• **TASK BRIEF**
Can you render the listing below as a Markdown table with the columns "No." and "Line", numbering each line and leaving out blank lines and pictures?

• **DATASET RECORDS**
=-=-=

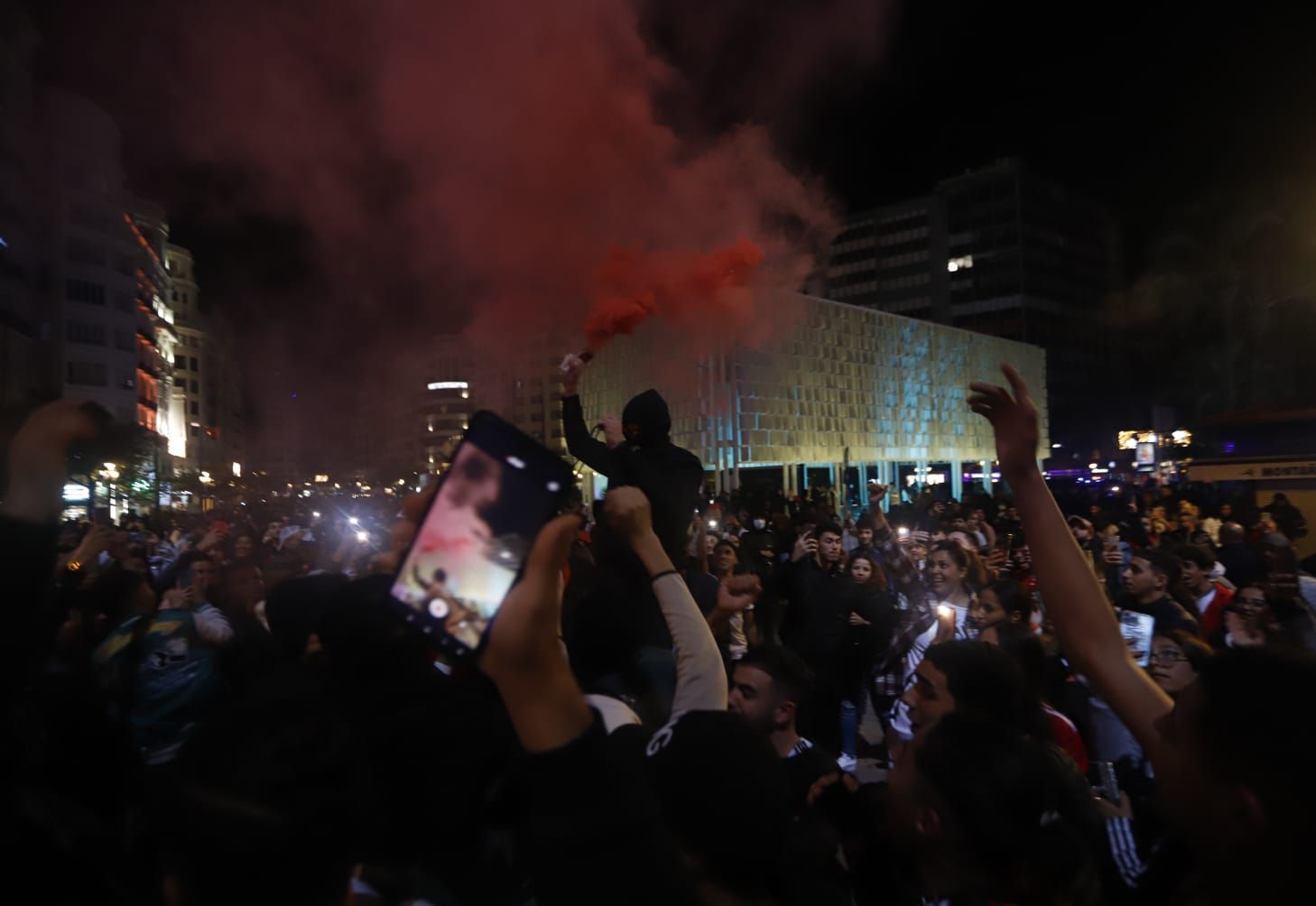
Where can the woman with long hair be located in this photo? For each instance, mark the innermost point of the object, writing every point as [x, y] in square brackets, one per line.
[871, 620]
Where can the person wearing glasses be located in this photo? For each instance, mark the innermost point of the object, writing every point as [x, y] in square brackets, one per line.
[1175, 661]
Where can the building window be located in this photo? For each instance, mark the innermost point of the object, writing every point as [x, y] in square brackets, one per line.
[87, 374]
[85, 252]
[83, 331]
[82, 291]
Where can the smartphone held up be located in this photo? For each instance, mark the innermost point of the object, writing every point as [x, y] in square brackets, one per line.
[470, 546]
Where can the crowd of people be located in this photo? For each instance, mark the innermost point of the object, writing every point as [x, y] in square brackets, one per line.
[687, 698]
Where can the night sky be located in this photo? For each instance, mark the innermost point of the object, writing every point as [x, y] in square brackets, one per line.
[1143, 106]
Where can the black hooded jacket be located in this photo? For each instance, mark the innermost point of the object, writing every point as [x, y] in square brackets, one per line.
[669, 475]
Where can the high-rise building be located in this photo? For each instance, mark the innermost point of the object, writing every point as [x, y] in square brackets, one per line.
[155, 336]
[207, 388]
[92, 261]
[1002, 252]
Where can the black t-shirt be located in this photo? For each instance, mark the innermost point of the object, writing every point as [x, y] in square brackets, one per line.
[804, 765]
[1166, 612]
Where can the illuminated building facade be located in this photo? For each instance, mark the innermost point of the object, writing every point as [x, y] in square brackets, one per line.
[155, 336]
[207, 394]
[845, 387]
[1002, 252]
[95, 259]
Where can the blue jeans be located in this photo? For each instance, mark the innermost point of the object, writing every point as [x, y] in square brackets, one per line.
[852, 712]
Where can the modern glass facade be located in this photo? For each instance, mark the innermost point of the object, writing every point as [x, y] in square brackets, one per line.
[838, 383]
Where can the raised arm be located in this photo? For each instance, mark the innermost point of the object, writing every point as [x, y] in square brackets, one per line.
[895, 558]
[588, 450]
[1085, 624]
[700, 676]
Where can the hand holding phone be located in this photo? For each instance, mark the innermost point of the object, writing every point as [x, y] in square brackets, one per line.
[806, 546]
[500, 489]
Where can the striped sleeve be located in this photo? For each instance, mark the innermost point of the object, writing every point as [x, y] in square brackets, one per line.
[1124, 850]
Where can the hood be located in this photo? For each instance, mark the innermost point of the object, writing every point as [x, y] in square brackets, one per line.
[648, 411]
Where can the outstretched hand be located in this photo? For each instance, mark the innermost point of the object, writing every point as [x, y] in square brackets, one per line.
[1014, 419]
[629, 514]
[523, 653]
[571, 367]
[37, 458]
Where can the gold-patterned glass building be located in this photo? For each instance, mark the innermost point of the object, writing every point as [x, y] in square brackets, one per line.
[835, 393]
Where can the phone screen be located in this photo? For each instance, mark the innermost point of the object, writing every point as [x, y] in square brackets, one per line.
[1137, 629]
[499, 491]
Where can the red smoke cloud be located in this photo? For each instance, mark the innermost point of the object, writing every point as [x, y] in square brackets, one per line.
[476, 163]
[684, 287]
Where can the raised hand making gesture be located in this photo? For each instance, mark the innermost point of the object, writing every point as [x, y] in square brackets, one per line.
[1085, 624]
[1014, 419]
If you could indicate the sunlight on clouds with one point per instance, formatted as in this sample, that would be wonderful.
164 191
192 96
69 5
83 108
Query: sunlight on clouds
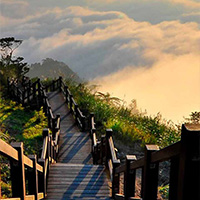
159 63
171 86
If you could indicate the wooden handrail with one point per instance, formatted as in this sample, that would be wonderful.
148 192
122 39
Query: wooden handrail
176 153
50 146
8 151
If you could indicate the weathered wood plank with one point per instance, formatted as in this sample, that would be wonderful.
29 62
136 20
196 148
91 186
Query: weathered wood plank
8 150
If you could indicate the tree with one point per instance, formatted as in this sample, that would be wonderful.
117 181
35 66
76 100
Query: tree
11 66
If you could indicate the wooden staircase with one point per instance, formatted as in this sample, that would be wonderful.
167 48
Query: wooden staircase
74 176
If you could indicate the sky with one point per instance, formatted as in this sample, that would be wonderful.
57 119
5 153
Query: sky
148 50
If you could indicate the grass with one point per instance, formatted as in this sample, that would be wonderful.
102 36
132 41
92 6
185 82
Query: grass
128 124
19 125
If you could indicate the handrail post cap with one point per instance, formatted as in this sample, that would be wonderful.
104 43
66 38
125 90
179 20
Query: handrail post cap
45 132
131 157
91 114
109 132
33 156
152 147
17 144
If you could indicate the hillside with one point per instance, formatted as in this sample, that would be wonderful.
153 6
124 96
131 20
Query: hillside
50 68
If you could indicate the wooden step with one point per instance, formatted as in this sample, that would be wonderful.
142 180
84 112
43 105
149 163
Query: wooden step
77 181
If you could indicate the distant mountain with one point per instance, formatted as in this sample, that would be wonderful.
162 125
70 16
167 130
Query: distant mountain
50 68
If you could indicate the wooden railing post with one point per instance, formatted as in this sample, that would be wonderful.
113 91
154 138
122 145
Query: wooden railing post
189 167
23 98
174 168
29 91
70 102
150 175
18 173
49 117
53 85
33 178
76 112
18 95
83 122
60 83
8 85
90 123
115 180
66 94
129 178
102 151
42 179
53 127
108 135
34 90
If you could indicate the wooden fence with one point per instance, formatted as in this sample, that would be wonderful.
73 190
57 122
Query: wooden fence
34 94
184 157
37 168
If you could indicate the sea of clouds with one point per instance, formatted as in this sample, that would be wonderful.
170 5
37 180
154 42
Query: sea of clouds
144 50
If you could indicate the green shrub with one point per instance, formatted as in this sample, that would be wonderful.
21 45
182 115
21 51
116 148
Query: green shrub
128 123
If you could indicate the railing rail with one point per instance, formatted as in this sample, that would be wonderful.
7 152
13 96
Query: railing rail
184 157
37 176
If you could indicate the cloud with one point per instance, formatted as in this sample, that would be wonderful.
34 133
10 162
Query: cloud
187 3
171 86
97 44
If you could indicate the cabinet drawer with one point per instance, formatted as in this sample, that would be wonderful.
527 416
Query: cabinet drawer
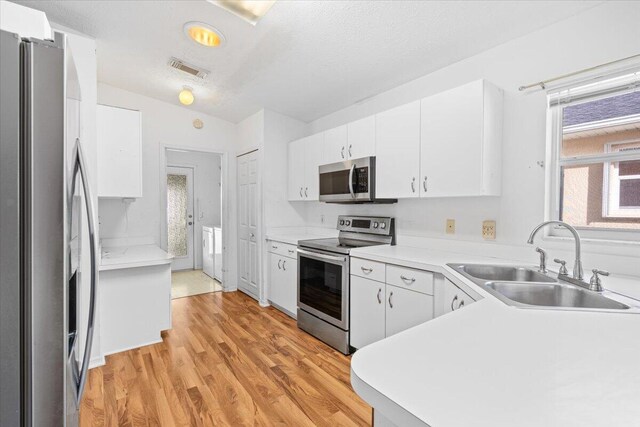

=-=-=

• **THE COMPLETED TASK**
| No. | Line |
|---|---|
| 1 | Where can the woman with long hair be located in this photo? For each instance, mark the innermost point of the object, writing every point as [x, y] in square brackets, one per line. |
| 2 | [871, 620] |
| 3 | Where can the person wearing glasses be located in this photo? For each instance, mark the innermost point of the object, writing every point as [x, y] in square brackets, one per line. |
| 4 | [1175, 661] |
| 5 | Where can the building window be located in this photo? For each instance, mark the innermost point of the object, writing every point as [x, y] in square brackets, one per line. |
| 6 | [87, 374] |
| 7 | [85, 252] |
| 8 | [83, 331] |
| 9 | [82, 291] |
| 10 | Where can the smartphone held up be located in this photo? For each instance, mark the innermost point of the object, writing every point as [x, y] in square brackets, one per line. |
| 11 | [470, 546] |
| 12 | Where can the crowd of people be located in this photo? For each instance, mark the innermost point of the object, writing every point as [x, y] in square brackets, one per line. |
| 13 | [687, 698] |
| 14 | Where can the night sky be located in this photo? For each instance, mark the innermost point of the object, writing every point as [x, y] in square brackets, one per line. |
| 15 | [1143, 106] |
| 16 | Where can the black hooded jacket be located in this photo? For each instance, mark the innermost point of the object, writing every point as [x, y] in square brackets, one per line. |
| 17 | [669, 475] |
| 18 | Where can the high-rise building be located in this photo? For each instance, mark the innermost point of the object, writing every point as [x, y] in square brackets, one per line. |
| 19 | [155, 336] |
| 20 | [207, 388] |
| 21 | [92, 261] |
| 22 | [1002, 252] |
| 23 | Where can the black t-shirt be located in this photo? For each instance, mark the innermost point of the object, writing every point as [x, y] in square brackets, one per line. |
| 24 | [804, 765] |
| 25 | [1166, 612] |
| 26 | Where can the illuminated building facade be located in this photo? For each instance, mark the innermost point of the object, writing every point as [x, y] in square brackets, one per line. |
| 27 | [155, 336] |
| 28 | [207, 394] |
| 29 | [845, 387] |
| 30 | [1002, 252] |
| 31 | [95, 259] |
| 32 | Where can the blue jeans be located in this photo? For each instance, mark the innermost point of the object, writing every point as [x, y] in square brackets, one per line. |
| 33 | [852, 712] |
| 34 | Where can the modern glass facade be located in this photo? For each instance, mark the innermost point of the object, writing every point as [x, y] in square brackets, one per line. |
| 35 | [838, 383] |
| 36 | Where can the raised arm be located in this photo? For each instance, mark the innermost point of the object, writing every point as [x, y] in square brackets, one per line. |
| 37 | [895, 558] |
| 38 | [588, 450] |
| 39 | [1085, 624] |
| 40 | [700, 676] |
| 41 | Where can the hand holding phone be located in this photo? For each instance, mark the innermost point of the object, writing every point as [x, y] in square brackets, one per line. |
| 42 | [806, 546] |
| 43 | [500, 489] |
| 44 | Where can the striped sleeve be located in this photo? For each instance, mark the innermost point of the object, writing every point as [x, y] in square brackets, one per line. |
| 45 | [1124, 850] |
| 46 | Where can the hood be located in this photo? For each instance, mark the innermost point of the object, writing every point as [x, y] in square brackets, one per line. |
| 47 | [648, 411] |
| 48 | Where can the outstretched hand be located in this photo? For each instance, mark the innermost point of the object, writing every point as [x, y] in square brackets, one per line. |
| 49 | [1014, 419] |
| 50 | [629, 514] |
| 51 | [523, 653] |
| 52 | [571, 367] |
| 53 | [37, 458] |
| 54 | Where can the gold-patterned glass building be located in this photo? For each instance, mark the innermost point of the object, writing every point as [x, y] in square brackets, one per line. |
| 55 | [835, 393] |
| 56 | Where can the phone screen be located in this photo? For each instance, mark the innermost point of the object, writing every point as [x, y] in square brackets, one per line. |
| 57 | [1137, 629] |
| 58 | [499, 491] |
| 59 | Where can the red smoke cloud be located in this photo? For each instance, mark the innermost point of the object, writing every point as [x, y] in square brackets, one per line. |
| 60 | [476, 163] |
| 61 | [684, 287] |
| 62 | Where can the raised hand making gesture be located in this photo? For each instance, mark the innermost point of the object, writing every point as [x, y] in square brackets, one per line. |
| 63 | [1085, 624] |
| 64 | [1014, 419] |
| 65 | If you could indicate the sunlight on clouds with one point per instance, formatted as in this sample, that would be wonderful. |
| 66 | 164 191 |
| 67 | 192 96 |
| 68 | 69 5 |
| 69 | 83 108 |
| 70 | Query: sunlight on clouds |
| 71 | 159 63 |
| 72 | 171 86 |
| 73 | If you could indicate the wooden handrail with one point per instance, formatted as in this sample, that would be wonderful. |
| 74 | 148 192 |
| 75 | 122 39 |
| 76 | Query: wooden handrail |
| 77 | 176 153 |
| 78 | 50 146 |
| 79 | 8 151 |
| 80 | If you could indicate the weathered wood plank with one point per instance, formatted as in this sample, that would be wonderful. |
| 81 | 29 62 |
| 82 | 136 20 |
| 83 | 196 148 |
| 84 | 91 186 |
| 85 | Query: weathered wood plank |
| 86 | 8 150 |
| 87 | If you could indicate the tree with one point per instance, formatted as in this sample, that would be wonderful. |
| 88 | 117 181 |
| 89 | 35 66 |
| 90 | 76 100 |
| 91 | Query: tree |
| 92 | 11 66 |
| 93 | If you could indicate the wooden staircase with one point per instance, formatted as in this sample, that would be wonderful. |
| 94 | 167 48 |
| 95 | Query: wooden staircase |
| 96 | 74 176 |
| 97 | If you could indicate the sky with one point per instance, formatted as in this sample, that would be wonderful. |
| 98 | 57 119 |
| 99 | 5 153 |
| 100 | Query: sky |
| 101 | 148 50 |
| 102 | If you could indicate the grass with one point per instance, formatted as in this sample, that would be wonderful. |
| 103 | 102 36 |
| 104 | 132 41 |
| 105 | 92 6 |
| 106 | 185 82 |
| 107 | Query: grass |
| 108 | 128 124 |
| 109 | 19 125 |
| 110 | If you could indicate the handrail post cap with one point per instance, formatted as in this sample, that would be wonderful. |
| 111 | 104 43 |
| 112 | 66 38 |
| 113 | 125 90 |
| 114 | 179 20 |
| 115 | Query: handrail post cap |
| 116 | 45 132 |
| 117 | 131 157 |
| 118 | 91 114 |
| 119 | 109 132 |
| 120 | 33 156 |
| 121 | 152 147 |
| 122 | 17 144 |
| 123 | If you could indicate the hillside with one point per instance, formatted as in this sample, that would be wonderful. |
| 124 | 153 6 |
| 125 | 124 96 |
| 126 | 131 20 |
| 127 | Query: hillside |
| 128 | 50 68 |
| 129 | If you could indicate the wooden step with one point per instance, formatted as in this sample, that would be wonderful. |
| 130 | 142 180 |
| 131 | 84 112 |
| 132 | 43 105 |
| 133 | 149 163 |
| 134 | Query: wooden step |
| 135 | 77 181 |
| 136 | If you could indicate the distant mountain with one point per instance, formatted as in this sample, that would be wonderful. |
| 137 | 162 125 |
| 138 | 70 16 |
| 139 | 167 130 |
| 140 | Query: distant mountain |
| 141 | 50 68 |
| 142 | If you could indicate the wooden railing post with one point per instance, formatted as in this sample, that would be wonderful. |
| 143 | 113 91 |
| 144 | 154 138 |
| 145 | 122 145 |
| 146 | Query: wooden railing post |
| 147 | 189 167 |
| 148 | 23 98 |
| 149 | 174 168 |
| 150 | 29 91 |
| 151 | 70 102 |
| 152 | 150 175 |
| 153 | 18 173 |
| 154 | 49 117 |
| 155 | 53 85 |
| 156 | 33 178 |
| 157 | 76 112 |
| 158 | 18 95 |
| 159 | 83 122 |
| 160 | 60 83 |
| 161 | 8 85 |
| 162 | 90 123 |
| 163 | 115 180 |
| 164 | 66 94 |
| 165 | 129 178 |
| 166 | 102 151 |
| 167 | 42 179 |
| 168 | 53 127 |
| 169 | 108 135 |
| 170 | 34 90 |
| 171 | If you could indicate the wooden fence with one point per instance, formatted as in this sample, that would be wonderful. |
| 172 | 73 190 |
| 173 | 57 122 |
| 174 | Query: wooden fence |
| 175 | 34 94 |
| 176 | 184 157 |
| 177 | 37 168 |
| 178 | If you could indicate the sea of clouds with one point per instance, formatted as in this sample, that would be wonderful. |
| 179 | 170 5 |
| 180 | 37 180 |
| 181 | 154 42 |
| 182 | Query: sea of clouds |
| 183 | 144 50 |
| 184 | If you could indicate the green shrub with one point per instance, formatted as in this sample, that would be wonderful. |
| 185 | 21 45 |
| 186 | 182 115 |
| 187 | 21 51 |
| 188 | 116 148 |
| 189 | Query: green shrub |
| 190 | 128 123 |
| 191 | If you could indicate the railing rail with one point per instance, formatted as in this sample, that would be wonderful. |
| 192 | 7 152 |
| 193 | 13 96 |
| 194 | Query: railing rail |
| 195 | 184 157 |
| 196 | 37 176 |
| 197 | If you could indicate the cloud with one point per instance, formatted as in this sample, that would be wonderful. |
| 198 | 34 133 |
| 199 | 10 162 |
| 200 | Query: cloud |
| 201 | 187 3 |
| 202 | 171 86 |
| 203 | 97 44 |
| 204 | If you could indicate the cabinet drawer with one point per instance, formatted as in this sample, that would be wonderful. |
| 205 | 527 416 |
| 206 | Query: cabinet drawer |